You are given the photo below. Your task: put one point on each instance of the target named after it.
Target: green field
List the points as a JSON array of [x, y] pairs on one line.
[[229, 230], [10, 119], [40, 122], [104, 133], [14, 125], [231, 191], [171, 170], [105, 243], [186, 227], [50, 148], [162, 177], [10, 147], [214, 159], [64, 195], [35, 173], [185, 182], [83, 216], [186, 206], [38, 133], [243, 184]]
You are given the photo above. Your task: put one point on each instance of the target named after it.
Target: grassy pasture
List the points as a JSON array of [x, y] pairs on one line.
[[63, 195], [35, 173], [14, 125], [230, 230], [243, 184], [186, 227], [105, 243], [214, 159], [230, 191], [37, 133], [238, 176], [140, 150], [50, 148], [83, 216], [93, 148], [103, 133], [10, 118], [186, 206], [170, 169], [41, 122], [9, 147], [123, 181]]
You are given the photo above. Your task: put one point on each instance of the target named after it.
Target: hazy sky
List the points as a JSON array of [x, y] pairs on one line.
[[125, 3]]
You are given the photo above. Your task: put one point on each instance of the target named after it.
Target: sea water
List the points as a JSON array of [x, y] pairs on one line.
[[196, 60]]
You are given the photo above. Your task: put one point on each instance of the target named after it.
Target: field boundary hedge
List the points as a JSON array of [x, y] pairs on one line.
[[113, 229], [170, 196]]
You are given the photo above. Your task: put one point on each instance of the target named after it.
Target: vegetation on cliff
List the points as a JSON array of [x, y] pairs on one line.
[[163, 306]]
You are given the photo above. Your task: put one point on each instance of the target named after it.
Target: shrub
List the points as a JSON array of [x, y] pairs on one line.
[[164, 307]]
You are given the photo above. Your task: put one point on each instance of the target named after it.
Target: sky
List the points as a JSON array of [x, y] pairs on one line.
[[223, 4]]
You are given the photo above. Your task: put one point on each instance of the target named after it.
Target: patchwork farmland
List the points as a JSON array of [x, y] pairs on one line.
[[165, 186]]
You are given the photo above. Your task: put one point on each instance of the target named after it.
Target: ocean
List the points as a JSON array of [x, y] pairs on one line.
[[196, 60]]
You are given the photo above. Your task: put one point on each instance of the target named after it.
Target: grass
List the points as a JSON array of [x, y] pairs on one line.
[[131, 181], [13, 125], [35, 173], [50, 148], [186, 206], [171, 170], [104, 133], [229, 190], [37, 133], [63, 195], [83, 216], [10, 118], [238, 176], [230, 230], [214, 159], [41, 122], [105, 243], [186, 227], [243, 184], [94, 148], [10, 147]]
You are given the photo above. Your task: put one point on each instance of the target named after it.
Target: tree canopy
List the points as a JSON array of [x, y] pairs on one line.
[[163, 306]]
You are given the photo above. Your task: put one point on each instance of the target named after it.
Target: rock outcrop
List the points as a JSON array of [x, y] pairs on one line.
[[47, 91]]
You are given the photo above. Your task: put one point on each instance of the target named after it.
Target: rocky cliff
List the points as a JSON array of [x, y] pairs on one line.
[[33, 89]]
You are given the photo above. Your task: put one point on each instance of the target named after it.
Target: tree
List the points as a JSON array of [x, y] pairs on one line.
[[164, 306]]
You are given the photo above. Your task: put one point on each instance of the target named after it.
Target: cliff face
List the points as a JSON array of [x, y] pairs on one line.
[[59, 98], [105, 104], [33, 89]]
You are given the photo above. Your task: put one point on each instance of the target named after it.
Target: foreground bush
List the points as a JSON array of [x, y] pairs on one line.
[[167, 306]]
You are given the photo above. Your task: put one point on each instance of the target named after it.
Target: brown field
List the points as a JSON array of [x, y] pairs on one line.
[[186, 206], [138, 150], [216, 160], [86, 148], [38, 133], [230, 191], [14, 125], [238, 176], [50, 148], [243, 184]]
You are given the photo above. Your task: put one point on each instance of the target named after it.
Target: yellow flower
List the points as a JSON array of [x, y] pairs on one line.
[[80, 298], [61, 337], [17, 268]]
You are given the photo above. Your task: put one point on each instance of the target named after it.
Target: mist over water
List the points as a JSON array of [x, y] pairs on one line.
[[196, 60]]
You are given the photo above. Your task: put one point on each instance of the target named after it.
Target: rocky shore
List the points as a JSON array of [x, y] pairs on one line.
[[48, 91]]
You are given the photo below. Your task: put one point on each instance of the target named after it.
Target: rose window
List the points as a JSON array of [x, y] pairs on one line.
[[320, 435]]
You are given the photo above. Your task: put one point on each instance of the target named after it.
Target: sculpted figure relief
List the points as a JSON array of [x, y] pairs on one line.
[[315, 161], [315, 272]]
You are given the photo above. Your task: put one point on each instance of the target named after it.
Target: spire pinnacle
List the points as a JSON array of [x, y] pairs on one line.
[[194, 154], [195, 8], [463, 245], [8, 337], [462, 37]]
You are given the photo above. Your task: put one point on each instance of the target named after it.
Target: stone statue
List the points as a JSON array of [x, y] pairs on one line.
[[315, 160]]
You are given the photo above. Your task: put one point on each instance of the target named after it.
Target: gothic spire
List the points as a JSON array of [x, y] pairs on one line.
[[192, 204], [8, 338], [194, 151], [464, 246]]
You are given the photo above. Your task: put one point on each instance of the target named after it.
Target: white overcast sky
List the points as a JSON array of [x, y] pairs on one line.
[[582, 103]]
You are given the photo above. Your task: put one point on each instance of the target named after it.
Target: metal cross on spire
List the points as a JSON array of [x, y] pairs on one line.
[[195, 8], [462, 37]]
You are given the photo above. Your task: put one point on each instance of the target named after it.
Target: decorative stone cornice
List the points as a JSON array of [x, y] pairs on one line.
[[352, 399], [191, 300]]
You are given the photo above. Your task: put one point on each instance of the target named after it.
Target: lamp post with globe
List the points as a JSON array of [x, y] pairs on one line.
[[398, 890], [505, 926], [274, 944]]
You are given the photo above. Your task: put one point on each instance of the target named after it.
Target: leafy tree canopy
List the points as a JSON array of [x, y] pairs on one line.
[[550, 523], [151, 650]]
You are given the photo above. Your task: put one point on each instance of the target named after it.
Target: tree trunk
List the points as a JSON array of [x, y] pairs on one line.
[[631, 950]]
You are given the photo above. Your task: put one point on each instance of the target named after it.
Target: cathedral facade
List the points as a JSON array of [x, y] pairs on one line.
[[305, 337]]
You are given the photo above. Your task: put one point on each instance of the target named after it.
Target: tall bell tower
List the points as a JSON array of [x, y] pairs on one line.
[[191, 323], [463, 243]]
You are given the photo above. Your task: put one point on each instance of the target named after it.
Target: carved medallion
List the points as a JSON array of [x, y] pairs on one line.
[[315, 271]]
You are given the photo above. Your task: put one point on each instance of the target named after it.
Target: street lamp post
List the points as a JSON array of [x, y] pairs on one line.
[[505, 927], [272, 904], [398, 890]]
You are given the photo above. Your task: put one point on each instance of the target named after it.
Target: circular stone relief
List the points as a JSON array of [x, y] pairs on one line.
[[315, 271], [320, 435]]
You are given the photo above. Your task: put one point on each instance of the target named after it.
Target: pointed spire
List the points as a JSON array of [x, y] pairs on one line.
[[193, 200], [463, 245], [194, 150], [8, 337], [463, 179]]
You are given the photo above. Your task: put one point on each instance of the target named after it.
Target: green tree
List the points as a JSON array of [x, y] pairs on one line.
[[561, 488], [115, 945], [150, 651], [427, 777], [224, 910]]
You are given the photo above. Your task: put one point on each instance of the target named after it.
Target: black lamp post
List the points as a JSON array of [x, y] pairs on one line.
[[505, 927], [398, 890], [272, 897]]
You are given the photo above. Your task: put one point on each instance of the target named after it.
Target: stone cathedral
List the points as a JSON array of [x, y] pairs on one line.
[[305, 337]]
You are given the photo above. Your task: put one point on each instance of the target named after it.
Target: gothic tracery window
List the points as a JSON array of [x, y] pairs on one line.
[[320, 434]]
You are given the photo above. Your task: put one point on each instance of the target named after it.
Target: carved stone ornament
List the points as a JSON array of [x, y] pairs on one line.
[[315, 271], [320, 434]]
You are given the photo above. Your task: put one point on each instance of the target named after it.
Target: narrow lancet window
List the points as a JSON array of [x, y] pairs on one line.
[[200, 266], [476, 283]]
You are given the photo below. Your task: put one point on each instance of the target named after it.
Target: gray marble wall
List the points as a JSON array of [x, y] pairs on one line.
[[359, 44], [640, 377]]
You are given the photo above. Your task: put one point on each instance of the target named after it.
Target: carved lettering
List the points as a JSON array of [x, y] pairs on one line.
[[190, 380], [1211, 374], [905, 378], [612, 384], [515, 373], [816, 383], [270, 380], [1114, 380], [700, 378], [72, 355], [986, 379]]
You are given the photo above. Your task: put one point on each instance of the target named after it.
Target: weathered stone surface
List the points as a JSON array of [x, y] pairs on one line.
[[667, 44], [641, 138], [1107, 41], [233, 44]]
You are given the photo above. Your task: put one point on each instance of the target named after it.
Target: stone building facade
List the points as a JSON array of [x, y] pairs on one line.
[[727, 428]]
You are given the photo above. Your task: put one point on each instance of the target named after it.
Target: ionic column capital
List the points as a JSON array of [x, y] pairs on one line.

[Work to be completed] Rescale the material from its beginning up to and including the line that contains "147], [123, 181]]", and reproduce every line in that stretch, requests included. Multiply each x and y coordinate in the answers by 0.2 and round it to a whole number, rounding halves up.

[Solved exercise]
You are given the photo below. Your task: put one point on each instance of the target named after it.
Target: green field
List the points as a JSON array of [x, y] pairs on one line.
[[46, 46], [2, 24], [8, 24], [21, 27], [3, 25], [46, 38], [34, 34], [21, 49], [37, 45], [10, 30], [32, 35], [2, 29], [43, 32], [13, 39], [7, 35], [37, 36], [17, 43], [37, 41], [8, 27], [49, 37]]
You are given the photo above. Your task: put one point on each instance of the target named after it.
Target: grassy pasture
List the points as a JSON array of [x, y] pairs on one line.
[[13, 39], [7, 35], [3, 25], [46, 46], [49, 37], [37, 45], [21, 49], [43, 32], [46, 38], [7, 27], [48, 35], [28, 30], [10, 30], [17, 43], [19, 30], [21, 27], [2, 24], [37, 41], [34, 34], [8, 24], [2, 29], [25, 36]]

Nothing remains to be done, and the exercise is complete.